# WRITTEN INSTRUCTION 1
In the court ruling below, on what date did the plaintiff file his complaint?

# ARTICLE
>>>>

Searching over 5,500,000 cases.

Buy This Entire Record For $7.95

Official citation and/or docket number and footnotes (if any) for this case available with purchase.

Learn more about what you receive with purchase of this case.

Wilkerson v. World Savings and Association


August 26, 2009



This case came before the court on April 3, 2009, for hearing of defendant's motion to strike plaintiff's punitive damages claim pursuant to Federal Rule of Civil Procedure 12(f) (Doc. No. 8) and defendant's motion to dismiss plaintiff's complaint pursuant to Federal Rules of Civil Procedure 9 and 12(b)(6) (Doc. No. 9).*fn1 Plaintiff George Thomas Wilkerson, proceeding pro se, appeared on his own behalf. Stephen Goostrey, Esq. appeared telephonically for defendant World Savings Bank. Upon consideration of all written materials filed in connection with the motion, the parties' arguments at the hearing, and the entire file, the undersigned recommends that defendant's motions be granted and this action be dismissed.


Plaintiff filed his complaint with an application to proceed in forma pauperis on September 15, 2008. The undersigned granted plaintiff's in forma pauperis application and authorized service of the complaint on the defendant. Defendant filed its motions to strike and dismiss on January 9, 2009. Plaintiff eventually filed his written opposition to the motions on March 24, 2009, stating only that he had "stated any and all claims for which relief can be granted against this defendant in his complaint." (Doc. No. 15 at 1.) Defendant filed a timely reply, in which it correctly noted that plaintiff's belated response to the motions amounted to no opposition. (Doc. No. 19 at 2.)

<<<<

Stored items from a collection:
>>>>

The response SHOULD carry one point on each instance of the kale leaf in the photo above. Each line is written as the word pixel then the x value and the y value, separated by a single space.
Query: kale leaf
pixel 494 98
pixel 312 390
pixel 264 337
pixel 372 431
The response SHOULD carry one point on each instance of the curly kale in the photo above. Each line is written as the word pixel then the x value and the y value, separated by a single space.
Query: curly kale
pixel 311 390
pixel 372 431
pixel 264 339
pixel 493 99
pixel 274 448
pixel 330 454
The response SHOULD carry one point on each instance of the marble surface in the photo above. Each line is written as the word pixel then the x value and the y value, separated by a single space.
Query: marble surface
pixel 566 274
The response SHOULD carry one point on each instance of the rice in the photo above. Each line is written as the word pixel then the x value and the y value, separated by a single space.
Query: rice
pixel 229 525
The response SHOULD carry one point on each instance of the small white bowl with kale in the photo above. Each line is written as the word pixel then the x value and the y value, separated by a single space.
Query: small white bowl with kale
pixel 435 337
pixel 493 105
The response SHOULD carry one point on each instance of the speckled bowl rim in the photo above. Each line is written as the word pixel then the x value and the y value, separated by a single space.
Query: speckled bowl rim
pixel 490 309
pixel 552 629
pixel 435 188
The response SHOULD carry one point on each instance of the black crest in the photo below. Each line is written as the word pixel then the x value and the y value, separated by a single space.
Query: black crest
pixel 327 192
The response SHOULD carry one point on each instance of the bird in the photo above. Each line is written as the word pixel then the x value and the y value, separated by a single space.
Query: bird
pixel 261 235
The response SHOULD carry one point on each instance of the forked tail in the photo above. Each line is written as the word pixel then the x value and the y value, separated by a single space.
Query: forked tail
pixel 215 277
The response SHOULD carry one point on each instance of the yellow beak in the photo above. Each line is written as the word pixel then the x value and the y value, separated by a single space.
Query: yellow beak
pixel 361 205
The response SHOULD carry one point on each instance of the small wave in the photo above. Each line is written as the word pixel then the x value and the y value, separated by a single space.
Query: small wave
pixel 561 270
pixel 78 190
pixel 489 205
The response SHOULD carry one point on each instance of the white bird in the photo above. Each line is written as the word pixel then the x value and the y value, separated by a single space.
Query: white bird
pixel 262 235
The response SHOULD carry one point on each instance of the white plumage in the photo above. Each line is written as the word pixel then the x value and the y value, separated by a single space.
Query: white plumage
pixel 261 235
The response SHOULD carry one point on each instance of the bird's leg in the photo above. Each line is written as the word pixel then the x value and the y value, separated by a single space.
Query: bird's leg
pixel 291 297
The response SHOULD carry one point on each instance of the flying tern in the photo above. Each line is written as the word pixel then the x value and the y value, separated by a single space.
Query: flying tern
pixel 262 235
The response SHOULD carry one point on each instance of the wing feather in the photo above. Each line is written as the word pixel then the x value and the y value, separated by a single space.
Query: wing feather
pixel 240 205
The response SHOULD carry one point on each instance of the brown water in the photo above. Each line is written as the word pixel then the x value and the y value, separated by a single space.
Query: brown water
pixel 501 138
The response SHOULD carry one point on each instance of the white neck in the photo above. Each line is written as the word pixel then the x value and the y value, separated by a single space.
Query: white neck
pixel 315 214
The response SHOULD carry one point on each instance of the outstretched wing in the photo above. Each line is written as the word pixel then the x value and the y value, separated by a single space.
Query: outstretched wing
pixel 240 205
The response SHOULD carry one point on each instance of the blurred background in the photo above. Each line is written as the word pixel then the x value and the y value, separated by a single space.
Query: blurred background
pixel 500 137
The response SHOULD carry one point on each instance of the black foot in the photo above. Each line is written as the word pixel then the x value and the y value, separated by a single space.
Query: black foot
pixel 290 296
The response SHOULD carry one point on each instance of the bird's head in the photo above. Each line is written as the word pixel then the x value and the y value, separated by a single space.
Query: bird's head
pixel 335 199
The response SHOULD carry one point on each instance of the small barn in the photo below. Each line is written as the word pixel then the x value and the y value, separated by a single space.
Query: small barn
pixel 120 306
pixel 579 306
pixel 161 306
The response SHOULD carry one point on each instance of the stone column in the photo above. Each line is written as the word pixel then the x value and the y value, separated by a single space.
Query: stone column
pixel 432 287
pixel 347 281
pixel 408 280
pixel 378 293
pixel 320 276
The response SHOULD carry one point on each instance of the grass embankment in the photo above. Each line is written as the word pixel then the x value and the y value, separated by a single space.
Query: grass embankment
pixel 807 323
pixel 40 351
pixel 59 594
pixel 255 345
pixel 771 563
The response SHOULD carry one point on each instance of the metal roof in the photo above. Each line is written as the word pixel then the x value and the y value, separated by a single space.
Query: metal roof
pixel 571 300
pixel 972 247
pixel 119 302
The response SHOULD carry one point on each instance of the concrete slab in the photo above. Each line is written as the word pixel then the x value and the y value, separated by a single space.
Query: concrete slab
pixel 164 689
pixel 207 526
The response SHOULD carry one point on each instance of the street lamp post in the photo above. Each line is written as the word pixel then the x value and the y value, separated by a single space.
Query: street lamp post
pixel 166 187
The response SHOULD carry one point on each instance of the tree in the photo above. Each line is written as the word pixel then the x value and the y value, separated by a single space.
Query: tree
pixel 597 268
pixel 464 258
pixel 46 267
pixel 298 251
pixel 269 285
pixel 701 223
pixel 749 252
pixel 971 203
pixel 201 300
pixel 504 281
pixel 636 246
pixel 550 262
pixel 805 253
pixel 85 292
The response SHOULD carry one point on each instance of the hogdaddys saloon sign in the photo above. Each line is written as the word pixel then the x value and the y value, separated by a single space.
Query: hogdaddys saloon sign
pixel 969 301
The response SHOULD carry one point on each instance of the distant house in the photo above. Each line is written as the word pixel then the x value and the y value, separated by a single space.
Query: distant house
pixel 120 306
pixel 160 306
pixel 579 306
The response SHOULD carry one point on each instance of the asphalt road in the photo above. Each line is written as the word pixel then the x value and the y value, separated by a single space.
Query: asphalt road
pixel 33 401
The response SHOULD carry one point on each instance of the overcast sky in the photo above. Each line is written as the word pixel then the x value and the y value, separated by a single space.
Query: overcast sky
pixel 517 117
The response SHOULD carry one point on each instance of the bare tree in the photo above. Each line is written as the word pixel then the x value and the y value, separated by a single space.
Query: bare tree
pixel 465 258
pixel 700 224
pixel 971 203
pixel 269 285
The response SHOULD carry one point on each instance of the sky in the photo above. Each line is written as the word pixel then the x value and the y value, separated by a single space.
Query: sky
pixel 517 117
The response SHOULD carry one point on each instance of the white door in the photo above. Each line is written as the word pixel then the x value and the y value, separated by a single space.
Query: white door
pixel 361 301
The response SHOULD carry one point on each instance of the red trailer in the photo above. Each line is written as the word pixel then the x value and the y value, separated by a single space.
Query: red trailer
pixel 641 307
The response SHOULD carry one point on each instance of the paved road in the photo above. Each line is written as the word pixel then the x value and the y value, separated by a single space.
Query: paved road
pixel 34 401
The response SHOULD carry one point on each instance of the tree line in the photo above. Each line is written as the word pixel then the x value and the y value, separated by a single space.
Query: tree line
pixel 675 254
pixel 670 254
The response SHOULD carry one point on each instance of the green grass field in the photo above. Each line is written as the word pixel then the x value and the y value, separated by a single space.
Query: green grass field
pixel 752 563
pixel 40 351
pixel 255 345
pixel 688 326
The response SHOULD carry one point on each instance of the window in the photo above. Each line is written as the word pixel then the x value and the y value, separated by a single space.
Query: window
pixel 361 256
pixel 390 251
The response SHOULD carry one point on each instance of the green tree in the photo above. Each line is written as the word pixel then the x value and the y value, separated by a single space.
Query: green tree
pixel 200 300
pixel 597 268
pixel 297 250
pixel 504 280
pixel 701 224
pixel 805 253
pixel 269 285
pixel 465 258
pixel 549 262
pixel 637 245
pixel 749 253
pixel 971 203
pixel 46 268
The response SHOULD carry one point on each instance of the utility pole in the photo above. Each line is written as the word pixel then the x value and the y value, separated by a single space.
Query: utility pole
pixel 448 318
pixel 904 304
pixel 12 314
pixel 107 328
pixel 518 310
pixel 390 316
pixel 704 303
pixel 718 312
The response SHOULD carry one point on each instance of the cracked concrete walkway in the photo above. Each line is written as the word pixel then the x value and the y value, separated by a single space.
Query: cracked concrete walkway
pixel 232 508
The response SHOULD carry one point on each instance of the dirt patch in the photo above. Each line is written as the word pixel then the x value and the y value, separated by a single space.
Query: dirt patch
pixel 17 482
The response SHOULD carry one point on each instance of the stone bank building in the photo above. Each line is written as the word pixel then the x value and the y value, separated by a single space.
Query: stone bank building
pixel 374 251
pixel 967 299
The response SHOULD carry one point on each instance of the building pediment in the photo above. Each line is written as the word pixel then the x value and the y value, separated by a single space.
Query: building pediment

<<<<

# WRITTEN INSTRUCTION 2
Reproduce the listing from the line with "of the forked" to the line with "pixel 489 205", including both of those lines.

# EXERCISE RESULT 1
September 15, 2008

# EXERCISE RESULT 2
The response SHOULD carry one point on each instance of the forked tail in the photo above. Each line is written as the word pixel then the x value and the y value, separated by a single space.
Query: forked tail
pixel 215 277
The response SHOULD carry one point on each instance of the yellow beak in the photo above. Each line is written as the word pixel then the x value and the y value, separated by a single space.
Query: yellow beak
pixel 361 205
The response SHOULD carry one point on each instance of the small wave in the photo above. Each line is written as the word pixel then the x value and the y value, separated by a single space.
Query: small wave
pixel 561 270
pixel 78 190
pixel 489 205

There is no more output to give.